_ACTION ITEM_
The answer should contain each record below, repeated exactly.
BEGIN INFORMATION GIVEN
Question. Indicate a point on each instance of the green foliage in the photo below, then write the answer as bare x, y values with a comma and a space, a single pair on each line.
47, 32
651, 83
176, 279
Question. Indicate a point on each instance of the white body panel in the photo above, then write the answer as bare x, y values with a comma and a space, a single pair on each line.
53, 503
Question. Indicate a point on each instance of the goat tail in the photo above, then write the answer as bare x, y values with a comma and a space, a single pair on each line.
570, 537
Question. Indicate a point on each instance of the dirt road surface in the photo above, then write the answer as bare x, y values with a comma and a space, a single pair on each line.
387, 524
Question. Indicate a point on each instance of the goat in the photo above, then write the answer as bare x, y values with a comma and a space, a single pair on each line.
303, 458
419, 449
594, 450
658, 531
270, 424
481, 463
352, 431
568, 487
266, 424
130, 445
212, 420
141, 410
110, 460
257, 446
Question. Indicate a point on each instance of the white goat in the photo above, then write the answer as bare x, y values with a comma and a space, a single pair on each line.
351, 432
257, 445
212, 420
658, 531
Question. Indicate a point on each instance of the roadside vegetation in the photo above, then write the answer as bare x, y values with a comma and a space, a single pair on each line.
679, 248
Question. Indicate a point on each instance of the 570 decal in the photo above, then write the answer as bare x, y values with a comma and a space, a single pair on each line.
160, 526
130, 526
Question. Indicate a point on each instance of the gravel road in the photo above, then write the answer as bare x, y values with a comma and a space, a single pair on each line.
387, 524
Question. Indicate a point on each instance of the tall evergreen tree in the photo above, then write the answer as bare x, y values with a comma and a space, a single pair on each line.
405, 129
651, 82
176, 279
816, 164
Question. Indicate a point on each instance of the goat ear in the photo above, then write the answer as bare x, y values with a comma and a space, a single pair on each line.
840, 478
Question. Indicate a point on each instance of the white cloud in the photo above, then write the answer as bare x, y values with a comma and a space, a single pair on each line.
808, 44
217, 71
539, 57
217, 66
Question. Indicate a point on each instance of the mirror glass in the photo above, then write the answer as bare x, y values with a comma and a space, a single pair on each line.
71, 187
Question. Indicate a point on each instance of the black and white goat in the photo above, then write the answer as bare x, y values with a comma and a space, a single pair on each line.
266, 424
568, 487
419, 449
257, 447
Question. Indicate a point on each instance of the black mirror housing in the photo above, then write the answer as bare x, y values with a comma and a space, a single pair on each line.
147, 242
END INFORMATION GIVEN
_ANSWER AREA_
Question. Indicate a point on each instance of the green foliage in the photo below, then write the answer as bare x, y values with a comma and a space, a single pair on each line.
47, 32
651, 83
176, 279
Question. Indicate a point on each instance of the white body panel in the photo above, then write the answer as bare x, y values with a comma and a space, a single pair on each line.
53, 503
Question. Indicate a point on each instance of the goat tail in the photo above, then write the answer as bare x, y values with a comma and a space, a single pair on each line.
570, 537
Question. Indicate a point on each instance of the dirt road surface in the photo above, then write the answer as bare x, y values with a comma and a space, a single pair on each line.
387, 524
Question. Indicate a point on each instance of the goat in the photo above, then write the answer as bare x, y values with a comma and a space, a single pair on each line.
303, 458
419, 449
594, 450
658, 531
270, 424
481, 463
352, 431
568, 487
266, 424
130, 445
212, 420
141, 410
110, 460
257, 446
Question. Indicate a point on each instance of the white goat in the photo above, then write the answer as bare x, y values with a comma and a space, a single pair on each line.
351, 432
257, 445
212, 420
658, 531
Question. Indicate a point on each instance of the roadside vegetation in the photo above, then write the answer as bare x, y values with a comma and a space, a single pair on each line.
679, 248
Question. Indicate a point on each instance of the 570 decal in the photo above, then write the answer as bare x, y values with a comma and a space, a single pair on each line.
160, 526
130, 526
Question. Indicate a point on each instance of the gravel road in the photo above, then write the answer as bare x, y values with a comma and a space, a single pair on each line.
387, 524
Question. Indicate a point on each instance of the tall evergreen tree in the photo above, then write the answer as bare x, y values with a comma and a space, a single pair on each line.
405, 129
651, 82
176, 279
816, 164
Question. Indicate a point on each instance of the goat ear in the photo above, then write the answer as bare x, y values with a comma and a space, a single pair on each line.
840, 478
Question. Indicate a point on each instance of the white cloud in the photo above, then write the answer as bare x, y values with a comma and a space, a single pair on each line.
808, 44
217, 71
539, 57
217, 66
Question. Indicate a point on each instance of the mirror glass in the photo above, then write the answer as bare x, y values with a comma and a space, a single pair on each line.
71, 187
Question. Indicate a point on each instance of the black and white goat in the photo above, then write the answer as bare x, y values with a comma and a space, a single pair on each line.
266, 424
568, 487
419, 449
257, 447
Question. Indicate a point on each instance of the black mirror housing in the photo above, then write the answer as bare x, y values with a comma and a space, a single pair on each line.
147, 242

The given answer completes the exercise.